▸ **Passage for review**:
____

# Positive FET stories please!



## Maarias (May 4, 2005)

Hi girls,
I've just had a bfn at ARGC - gutted, but am going back for my 2 blasts asap!

This time probably with IVIG (which I refused last time)...

I would LOVE some positive FET stories please, as I dread the thought of another fresh cycle...I really found it emotionally draining going in every day...

Also, any advice on how soon I can start etc.

I go in tomorrow for a final blood on this cycle, but if anyone has any info before then that would be great.

Even in terms of the protocol for a FET.

Thanks,
Maria x


----------



## Emma74 aka Emmett (Dec 31, 2005)

Hi Maria 

Sorry to hear about your BFN   

She hulk, flower,Alli and Rosebud have had bfp's via nat fet  

ARGC have a very good success rate with nat fet's (better than my old clinic) so i think you will have a really good chance   also they freeze the best blasts so you cant go wrong  

I just had a fet with ARGC (Although with ropey embies from old clinic) so dont use me as an example, as they did say to me they were 50/50 and they probably wouldnt of frozen them if they were ARGC embies so yours must be good  

Good luck   
Emmaxxxx


----------



## she-hulk (Sep 21, 2006)

Hi Maria

Sorry about your BFN  

As Paris says, I had more luck with my natural FET than the fresh cycle.  I had 3 5 day embies transferred on my fresh and was unfortunate to get a biochemical pregnancy from it whereas the frozen cycle did yield a lovely BFP.  Sadly I miscarried at 10 weeks but I did get much further with the frozen cycle.  I too could not face the rigours of another fresh cycle hence going for the FET which was much a much gentler and less intensive process.

____

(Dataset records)
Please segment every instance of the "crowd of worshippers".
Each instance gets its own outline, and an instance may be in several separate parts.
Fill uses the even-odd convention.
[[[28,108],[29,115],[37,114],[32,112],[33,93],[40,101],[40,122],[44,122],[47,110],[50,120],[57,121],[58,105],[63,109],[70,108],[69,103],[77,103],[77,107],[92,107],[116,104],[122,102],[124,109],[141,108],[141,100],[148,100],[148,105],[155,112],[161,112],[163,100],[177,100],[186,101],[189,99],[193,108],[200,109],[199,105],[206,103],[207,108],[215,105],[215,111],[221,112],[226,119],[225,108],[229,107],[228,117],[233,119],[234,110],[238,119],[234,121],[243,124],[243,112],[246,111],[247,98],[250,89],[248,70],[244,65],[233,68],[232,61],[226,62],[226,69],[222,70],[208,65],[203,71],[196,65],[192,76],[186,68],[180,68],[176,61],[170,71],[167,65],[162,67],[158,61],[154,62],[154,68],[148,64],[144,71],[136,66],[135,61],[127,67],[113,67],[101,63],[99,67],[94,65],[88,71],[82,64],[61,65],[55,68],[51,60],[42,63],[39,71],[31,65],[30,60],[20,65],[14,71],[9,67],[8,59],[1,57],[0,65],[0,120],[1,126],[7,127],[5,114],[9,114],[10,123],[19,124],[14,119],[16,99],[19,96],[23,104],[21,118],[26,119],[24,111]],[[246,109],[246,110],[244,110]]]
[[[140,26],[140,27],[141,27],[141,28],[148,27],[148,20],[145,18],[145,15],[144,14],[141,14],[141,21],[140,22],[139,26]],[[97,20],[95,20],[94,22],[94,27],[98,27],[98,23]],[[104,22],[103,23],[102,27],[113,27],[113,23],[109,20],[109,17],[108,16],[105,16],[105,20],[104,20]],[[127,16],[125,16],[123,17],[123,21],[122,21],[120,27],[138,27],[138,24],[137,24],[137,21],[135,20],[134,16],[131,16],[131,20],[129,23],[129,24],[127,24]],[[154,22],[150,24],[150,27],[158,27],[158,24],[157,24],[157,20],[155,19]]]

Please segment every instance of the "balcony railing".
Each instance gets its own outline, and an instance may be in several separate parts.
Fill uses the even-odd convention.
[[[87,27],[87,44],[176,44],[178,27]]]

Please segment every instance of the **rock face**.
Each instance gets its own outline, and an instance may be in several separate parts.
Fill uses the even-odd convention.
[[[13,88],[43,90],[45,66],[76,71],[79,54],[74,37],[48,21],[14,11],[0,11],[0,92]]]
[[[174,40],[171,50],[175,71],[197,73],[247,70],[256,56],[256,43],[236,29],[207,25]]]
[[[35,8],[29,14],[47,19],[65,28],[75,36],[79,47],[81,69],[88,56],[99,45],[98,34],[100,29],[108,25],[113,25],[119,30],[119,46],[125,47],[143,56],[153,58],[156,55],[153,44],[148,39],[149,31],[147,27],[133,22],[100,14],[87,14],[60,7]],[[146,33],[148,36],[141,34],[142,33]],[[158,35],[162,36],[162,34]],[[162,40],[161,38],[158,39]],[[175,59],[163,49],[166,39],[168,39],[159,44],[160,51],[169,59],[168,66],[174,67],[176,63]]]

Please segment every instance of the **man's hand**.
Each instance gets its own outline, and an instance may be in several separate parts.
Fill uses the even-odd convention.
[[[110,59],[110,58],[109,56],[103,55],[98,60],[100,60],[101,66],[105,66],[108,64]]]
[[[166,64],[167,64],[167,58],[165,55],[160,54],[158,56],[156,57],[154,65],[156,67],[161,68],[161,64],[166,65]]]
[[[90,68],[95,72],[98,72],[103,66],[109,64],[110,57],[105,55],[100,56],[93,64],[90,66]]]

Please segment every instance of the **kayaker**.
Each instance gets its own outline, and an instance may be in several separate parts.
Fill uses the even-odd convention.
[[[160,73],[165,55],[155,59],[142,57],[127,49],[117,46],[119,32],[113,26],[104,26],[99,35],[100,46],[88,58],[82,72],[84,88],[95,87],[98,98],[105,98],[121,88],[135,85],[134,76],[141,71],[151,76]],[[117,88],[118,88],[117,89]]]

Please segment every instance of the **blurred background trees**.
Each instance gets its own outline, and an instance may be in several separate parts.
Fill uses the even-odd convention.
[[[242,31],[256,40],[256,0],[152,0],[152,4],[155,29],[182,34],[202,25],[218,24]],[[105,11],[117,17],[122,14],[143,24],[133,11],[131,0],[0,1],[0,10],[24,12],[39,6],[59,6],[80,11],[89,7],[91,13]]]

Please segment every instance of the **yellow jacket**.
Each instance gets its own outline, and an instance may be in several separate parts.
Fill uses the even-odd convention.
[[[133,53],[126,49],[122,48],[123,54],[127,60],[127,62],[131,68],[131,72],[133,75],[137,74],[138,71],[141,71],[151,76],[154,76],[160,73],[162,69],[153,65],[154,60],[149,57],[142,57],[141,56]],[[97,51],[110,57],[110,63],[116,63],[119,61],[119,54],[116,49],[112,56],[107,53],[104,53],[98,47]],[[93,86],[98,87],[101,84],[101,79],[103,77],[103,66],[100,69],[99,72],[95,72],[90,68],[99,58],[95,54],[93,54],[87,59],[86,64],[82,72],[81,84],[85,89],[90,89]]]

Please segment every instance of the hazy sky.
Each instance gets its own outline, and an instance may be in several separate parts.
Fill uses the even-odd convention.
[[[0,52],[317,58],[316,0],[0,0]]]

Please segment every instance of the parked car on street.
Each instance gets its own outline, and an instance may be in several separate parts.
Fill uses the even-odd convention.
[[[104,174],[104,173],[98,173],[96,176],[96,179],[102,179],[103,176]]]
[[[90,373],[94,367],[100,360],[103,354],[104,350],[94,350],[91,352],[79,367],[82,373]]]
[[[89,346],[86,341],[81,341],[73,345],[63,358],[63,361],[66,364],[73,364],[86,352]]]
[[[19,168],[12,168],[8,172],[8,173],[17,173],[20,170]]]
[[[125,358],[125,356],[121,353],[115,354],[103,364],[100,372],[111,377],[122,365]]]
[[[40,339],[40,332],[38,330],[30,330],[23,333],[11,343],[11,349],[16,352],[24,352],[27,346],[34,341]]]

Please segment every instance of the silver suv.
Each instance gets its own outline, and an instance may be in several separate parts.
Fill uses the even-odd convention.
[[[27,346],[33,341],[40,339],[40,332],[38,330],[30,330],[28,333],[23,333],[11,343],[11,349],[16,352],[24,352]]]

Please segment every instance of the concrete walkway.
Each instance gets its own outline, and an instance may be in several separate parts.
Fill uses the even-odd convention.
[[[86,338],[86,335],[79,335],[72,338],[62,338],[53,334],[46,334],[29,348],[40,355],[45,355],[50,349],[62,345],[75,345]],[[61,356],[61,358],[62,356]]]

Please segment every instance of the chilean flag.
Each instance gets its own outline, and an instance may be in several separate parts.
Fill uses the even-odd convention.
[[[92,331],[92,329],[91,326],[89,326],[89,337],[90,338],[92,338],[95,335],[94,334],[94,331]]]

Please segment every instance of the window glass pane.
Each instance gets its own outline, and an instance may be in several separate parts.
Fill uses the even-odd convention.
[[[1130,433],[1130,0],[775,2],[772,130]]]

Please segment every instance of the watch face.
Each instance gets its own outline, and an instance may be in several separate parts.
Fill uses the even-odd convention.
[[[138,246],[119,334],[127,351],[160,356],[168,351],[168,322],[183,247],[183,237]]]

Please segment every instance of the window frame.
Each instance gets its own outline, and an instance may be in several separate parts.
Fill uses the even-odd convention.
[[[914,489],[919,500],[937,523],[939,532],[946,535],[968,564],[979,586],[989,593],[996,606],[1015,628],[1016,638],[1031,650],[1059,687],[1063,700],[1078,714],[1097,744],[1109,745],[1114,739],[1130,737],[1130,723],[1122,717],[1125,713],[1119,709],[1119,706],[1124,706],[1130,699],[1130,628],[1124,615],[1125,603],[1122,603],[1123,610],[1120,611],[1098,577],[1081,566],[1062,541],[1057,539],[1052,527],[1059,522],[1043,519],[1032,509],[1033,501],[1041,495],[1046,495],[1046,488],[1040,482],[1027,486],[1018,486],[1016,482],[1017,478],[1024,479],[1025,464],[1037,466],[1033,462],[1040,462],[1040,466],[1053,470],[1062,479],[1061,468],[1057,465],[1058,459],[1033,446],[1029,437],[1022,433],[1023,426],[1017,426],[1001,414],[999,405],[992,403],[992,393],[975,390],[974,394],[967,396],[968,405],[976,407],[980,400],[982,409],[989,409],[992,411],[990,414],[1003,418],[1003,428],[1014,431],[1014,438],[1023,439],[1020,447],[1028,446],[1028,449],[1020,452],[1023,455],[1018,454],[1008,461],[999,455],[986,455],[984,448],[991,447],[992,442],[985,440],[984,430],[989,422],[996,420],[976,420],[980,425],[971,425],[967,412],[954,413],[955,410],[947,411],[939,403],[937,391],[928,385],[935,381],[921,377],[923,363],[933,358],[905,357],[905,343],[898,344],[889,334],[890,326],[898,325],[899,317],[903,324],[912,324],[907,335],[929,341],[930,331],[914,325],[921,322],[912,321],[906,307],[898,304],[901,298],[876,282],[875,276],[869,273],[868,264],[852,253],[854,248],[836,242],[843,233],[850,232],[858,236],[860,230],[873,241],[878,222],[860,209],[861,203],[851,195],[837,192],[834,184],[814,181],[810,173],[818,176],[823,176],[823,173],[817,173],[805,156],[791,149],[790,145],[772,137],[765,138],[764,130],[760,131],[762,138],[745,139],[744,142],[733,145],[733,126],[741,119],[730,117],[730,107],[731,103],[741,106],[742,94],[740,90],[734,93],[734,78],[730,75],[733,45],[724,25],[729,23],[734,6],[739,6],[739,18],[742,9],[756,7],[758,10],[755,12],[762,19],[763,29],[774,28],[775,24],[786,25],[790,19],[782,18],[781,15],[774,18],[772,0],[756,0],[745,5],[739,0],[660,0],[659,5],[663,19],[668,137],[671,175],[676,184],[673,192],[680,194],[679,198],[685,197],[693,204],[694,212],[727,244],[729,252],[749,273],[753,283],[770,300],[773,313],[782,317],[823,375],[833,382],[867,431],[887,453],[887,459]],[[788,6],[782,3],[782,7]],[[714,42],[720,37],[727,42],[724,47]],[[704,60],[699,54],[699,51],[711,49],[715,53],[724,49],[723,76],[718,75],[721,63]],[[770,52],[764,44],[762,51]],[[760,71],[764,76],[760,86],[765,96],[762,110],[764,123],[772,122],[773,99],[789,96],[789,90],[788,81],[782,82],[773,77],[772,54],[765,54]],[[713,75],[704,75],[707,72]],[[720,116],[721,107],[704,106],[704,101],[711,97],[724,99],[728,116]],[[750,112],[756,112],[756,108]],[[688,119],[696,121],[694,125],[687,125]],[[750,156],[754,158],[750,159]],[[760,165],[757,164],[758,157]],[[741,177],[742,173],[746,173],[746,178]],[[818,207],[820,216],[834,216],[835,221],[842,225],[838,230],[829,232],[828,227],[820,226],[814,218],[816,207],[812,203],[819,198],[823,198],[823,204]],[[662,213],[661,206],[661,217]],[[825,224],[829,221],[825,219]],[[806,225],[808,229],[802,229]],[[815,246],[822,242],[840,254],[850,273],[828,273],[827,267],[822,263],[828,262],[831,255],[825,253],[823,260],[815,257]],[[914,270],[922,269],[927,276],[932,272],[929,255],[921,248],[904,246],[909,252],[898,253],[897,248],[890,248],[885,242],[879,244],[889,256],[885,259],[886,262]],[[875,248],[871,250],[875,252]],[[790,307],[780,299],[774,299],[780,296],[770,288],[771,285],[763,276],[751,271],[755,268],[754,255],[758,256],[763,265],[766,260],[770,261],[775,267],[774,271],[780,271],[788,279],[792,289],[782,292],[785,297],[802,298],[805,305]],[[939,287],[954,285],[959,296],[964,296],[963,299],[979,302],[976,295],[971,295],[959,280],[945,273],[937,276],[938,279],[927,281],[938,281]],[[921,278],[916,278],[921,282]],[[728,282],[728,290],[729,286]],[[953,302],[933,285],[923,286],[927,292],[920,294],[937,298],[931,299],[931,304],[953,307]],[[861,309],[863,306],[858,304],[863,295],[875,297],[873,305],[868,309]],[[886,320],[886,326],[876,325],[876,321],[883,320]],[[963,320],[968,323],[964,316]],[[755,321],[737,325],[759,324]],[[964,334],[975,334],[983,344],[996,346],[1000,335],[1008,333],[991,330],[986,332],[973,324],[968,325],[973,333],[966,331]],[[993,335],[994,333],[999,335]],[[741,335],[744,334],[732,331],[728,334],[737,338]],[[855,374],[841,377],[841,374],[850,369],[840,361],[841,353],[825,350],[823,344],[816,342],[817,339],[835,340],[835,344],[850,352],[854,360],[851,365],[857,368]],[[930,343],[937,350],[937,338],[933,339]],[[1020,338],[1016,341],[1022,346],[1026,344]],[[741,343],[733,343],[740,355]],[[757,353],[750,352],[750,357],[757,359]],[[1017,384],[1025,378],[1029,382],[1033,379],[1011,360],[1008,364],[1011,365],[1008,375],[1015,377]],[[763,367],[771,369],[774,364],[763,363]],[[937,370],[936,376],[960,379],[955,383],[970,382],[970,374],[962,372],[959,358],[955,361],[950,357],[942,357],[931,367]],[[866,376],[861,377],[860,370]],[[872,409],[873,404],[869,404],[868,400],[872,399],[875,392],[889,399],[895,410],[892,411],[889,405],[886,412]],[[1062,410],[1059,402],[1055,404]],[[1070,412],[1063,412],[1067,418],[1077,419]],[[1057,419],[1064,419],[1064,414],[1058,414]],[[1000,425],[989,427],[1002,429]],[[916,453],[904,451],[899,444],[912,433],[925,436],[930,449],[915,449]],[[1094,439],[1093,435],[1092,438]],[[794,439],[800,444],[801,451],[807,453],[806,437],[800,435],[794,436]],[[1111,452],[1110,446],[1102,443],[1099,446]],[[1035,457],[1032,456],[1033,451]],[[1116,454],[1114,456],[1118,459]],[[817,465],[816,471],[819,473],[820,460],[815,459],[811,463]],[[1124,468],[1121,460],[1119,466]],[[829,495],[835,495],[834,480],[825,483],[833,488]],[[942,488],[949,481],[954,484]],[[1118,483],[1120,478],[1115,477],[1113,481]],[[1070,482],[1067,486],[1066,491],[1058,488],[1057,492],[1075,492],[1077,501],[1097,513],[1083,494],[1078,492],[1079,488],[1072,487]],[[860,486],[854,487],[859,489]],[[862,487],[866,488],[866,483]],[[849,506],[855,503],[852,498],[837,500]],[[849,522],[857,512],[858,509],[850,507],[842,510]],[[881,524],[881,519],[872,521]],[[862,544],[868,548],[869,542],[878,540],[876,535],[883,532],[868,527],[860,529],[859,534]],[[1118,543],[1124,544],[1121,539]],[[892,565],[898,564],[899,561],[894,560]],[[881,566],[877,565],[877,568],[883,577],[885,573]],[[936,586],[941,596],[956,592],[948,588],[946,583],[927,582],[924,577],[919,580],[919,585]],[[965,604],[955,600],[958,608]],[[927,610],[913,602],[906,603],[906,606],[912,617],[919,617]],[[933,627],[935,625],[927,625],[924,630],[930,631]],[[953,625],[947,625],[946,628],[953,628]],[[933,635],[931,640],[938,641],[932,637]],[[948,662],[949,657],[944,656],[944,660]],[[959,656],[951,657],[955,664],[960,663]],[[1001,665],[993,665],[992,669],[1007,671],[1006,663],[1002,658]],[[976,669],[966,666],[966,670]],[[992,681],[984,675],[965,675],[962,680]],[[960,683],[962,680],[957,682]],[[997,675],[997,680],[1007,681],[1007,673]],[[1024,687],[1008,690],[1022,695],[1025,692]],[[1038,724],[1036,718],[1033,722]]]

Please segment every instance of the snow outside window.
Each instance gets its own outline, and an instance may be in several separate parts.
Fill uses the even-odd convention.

____

▸ **Action item A**: In the thread on positive FET stories, why did she-hulk choose a frozen embryo transfer after her fresh cycle? Please answer in one to three sentences.
▸ **Action item B**: Carry on the thread on positive FET stories, starting after its last sentence.
These records are separate material with no connection to the thread on positive FET stories.

▸ **Final answer A**: She could not face the rigours of another fresh cycle. The frozen embryo transfer was a much gentler and less intensive process.

▸ **Final answer B**:
I started after my 2nd bleed.
All the best!

xx


----------



## ☼♥ Minxy ♥☼ © (Jan 13, 2005)

Hi

I've moved your post to the FET board  If you have a read of this board you'll find lots of helpful threads and there is also a FET Success thread...

http://www.fertilityfriends.co.uk/forum/index.php?topic=85430.0

Good luck
Natasha


----------



## lexi123 (Aug 30, 2005)

Hi Maria - Just wanted to let you know that I got a BFP yesterday from my 2nd FET and mine were only day 3 embies as only 3 out of 6 survived and it was risky to take them to blasts.. My 1st was a bio-chemical... I am also having ivig today... Let me know if you have any other questions..

Lexi


----------



## *Vino* (Dec 31, 2007)

Hi Maria,I had 2 x frostie blasts popped in on my last go & it resulted in twins!!!!    Sadly i went into labour at 23 weeks due to placental abruption & they are both now angels   However this is a rare occurance so don't let that worry you, it happens to less than 1% of births per yr.  I am about to go for another FET from Jan AF as we still have 5 frosties that are blasts too.

I truely believe that FET are better for you as youhave no added stress of weeks of injections  

All the best for when you go ahead xxxxxx


----------



## Maarias (May 4, 2005)

Thanks girls for all your posts - it's reallly encouraging to read  

Vino - I'm so sorry to read about your sad loss  , thank you so much for sharing your story, and giving me hope


----------



## freshstart (Apr 3, 2007)

I too had a BFN on my fresh cycle with a blast   a couple of months later I had two blast frosties transferred (Lister Clinic) which resulted in a BFP.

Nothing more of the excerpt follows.